Goal of the exercise
Beginning at the line that contains "Q: Detect the cluster", transcribe the remaining lines of the listing exactly; include the final line and omit everything before.

Information supplied

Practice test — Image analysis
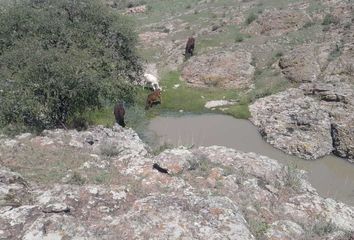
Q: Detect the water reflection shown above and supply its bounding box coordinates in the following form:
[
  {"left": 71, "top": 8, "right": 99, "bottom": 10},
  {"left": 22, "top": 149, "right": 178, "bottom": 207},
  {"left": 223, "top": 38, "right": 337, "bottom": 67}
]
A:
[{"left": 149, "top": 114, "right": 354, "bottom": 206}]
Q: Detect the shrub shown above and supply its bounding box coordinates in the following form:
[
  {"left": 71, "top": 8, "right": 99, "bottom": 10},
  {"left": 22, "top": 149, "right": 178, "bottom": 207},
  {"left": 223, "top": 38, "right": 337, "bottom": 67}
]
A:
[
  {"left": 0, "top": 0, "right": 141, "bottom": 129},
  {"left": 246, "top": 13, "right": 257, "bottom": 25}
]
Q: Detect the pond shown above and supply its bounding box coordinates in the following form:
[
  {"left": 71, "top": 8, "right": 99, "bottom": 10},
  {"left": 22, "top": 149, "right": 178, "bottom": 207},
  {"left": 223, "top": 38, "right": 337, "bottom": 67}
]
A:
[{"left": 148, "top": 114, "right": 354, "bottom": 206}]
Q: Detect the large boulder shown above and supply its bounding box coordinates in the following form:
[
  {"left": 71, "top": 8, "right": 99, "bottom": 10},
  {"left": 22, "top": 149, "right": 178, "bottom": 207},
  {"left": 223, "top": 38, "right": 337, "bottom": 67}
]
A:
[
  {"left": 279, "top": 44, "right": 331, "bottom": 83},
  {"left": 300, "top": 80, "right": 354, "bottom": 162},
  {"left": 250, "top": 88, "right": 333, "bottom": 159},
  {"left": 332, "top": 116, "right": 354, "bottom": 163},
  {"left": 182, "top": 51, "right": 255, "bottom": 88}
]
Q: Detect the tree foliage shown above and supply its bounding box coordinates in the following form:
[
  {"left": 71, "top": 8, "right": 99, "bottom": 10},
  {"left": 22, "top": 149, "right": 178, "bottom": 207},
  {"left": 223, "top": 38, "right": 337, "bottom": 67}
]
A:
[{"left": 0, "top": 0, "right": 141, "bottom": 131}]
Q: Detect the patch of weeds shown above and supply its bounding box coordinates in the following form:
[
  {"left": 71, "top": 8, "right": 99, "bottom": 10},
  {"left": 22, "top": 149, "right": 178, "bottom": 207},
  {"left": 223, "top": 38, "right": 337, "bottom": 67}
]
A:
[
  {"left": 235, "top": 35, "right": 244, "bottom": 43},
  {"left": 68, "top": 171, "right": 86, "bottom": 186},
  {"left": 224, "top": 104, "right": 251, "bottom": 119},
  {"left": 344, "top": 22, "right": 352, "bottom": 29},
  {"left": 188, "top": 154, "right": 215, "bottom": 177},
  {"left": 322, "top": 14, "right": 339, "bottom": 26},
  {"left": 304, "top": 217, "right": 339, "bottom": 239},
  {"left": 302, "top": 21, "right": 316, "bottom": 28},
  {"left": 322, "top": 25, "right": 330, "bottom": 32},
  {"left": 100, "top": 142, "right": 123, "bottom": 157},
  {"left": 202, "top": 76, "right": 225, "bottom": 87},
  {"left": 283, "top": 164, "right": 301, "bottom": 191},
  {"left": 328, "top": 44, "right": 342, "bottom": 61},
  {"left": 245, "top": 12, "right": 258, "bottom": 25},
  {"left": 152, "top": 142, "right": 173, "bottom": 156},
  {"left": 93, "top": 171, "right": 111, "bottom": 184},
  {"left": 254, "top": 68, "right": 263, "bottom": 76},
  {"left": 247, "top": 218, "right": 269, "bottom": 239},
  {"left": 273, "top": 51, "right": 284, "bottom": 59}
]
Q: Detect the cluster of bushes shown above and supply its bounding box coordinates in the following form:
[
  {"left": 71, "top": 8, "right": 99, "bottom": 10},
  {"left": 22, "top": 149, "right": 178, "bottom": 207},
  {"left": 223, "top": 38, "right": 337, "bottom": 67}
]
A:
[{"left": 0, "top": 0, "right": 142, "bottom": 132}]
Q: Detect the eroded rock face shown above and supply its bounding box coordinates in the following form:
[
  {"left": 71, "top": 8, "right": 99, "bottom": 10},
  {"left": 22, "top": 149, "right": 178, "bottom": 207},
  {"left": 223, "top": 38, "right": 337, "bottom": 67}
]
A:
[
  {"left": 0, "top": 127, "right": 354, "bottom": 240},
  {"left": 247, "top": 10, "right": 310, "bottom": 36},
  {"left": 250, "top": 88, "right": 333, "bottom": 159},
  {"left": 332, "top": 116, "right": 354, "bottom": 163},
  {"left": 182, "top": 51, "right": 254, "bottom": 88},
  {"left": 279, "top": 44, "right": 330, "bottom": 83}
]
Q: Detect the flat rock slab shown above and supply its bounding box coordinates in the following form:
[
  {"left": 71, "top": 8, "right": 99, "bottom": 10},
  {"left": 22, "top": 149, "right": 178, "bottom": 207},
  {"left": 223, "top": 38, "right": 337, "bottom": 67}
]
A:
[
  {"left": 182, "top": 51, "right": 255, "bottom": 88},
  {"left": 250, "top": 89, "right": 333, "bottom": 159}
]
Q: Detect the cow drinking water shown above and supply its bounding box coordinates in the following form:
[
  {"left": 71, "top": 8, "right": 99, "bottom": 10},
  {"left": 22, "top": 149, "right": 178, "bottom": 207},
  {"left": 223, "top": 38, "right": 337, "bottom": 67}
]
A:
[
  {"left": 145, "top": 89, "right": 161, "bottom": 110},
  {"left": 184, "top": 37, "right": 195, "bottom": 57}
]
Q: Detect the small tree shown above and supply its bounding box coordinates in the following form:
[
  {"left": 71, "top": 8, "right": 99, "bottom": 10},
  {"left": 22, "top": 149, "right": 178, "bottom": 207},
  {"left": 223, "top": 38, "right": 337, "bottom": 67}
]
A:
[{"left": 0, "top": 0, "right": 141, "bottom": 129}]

Output
Q: Detect the cluster of bushes shown above and supply its bounding box coordinates in the following form:
[
  {"left": 71, "top": 8, "right": 99, "bottom": 10},
  {"left": 22, "top": 149, "right": 178, "bottom": 207},
  {"left": 223, "top": 38, "right": 337, "bottom": 67}
]
A:
[{"left": 0, "top": 0, "right": 142, "bottom": 132}]
Q: Detect the eroded rock face shown above and supply its bounding box coordinates in the following form:
[
  {"left": 71, "top": 8, "right": 99, "bottom": 10},
  {"left": 22, "top": 149, "right": 178, "bottom": 207},
  {"left": 223, "top": 38, "right": 337, "bottom": 67}
]
A:
[
  {"left": 0, "top": 127, "right": 354, "bottom": 240},
  {"left": 247, "top": 10, "right": 310, "bottom": 36},
  {"left": 250, "top": 88, "right": 333, "bottom": 159},
  {"left": 332, "top": 116, "right": 354, "bottom": 163},
  {"left": 182, "top": 51, "right": 254, "bottom": 88},
  {"left": 279, "top": 44, "right": 330, "bottom": 83}
]
Q: Detect the flat rock slab shown above and supply its bounding box coordinates in the following form:
[
  {"left": 71, "top": 8, "right": 99, "bottom": 10},
  {"left": 22, "top": 149, "right": 178, "bottom": 207},
  {"left": 223, "top": 38, "right": 337, "bottom": 67}
]
A:
[
  {"left": 182, "top": 51, "right": 255, "bottom": 88},
  {"left": 250, "top": 89, "right": 333, "bottom": 159}
]
Q: Detect the cow drinking water shown above and supply its bounding box coordinates in the following form:
[
  {"left": 71, "top": 8, "right": 99, "bottom": 10},
  {"left": 22, "top": 149, "right": 178, "bottom": 207},
  {"left": 223, "top": 38, "right": 337, "bottom": 67}
]
A:
[
  {"left": 145, "top": 89, "right": 161, "bottom": 110},
  {"left": 184, "top": 37, "right": 195, "bottom": 57}
]
Q: Detect the small tree shown above and supply its bounding box coordinates in the following form:
[
  {"left": 71, "top": 8, "right": 99, "bottom": 10},
  {"left": 22, "top": 149, "right": 178, "bottom": 207},
  {"left": 223, "top": 38, "right": 337, "bottom": 67}
]
A:
[{"left": 0, "top": 0, "right": 141, "bottom": 129}]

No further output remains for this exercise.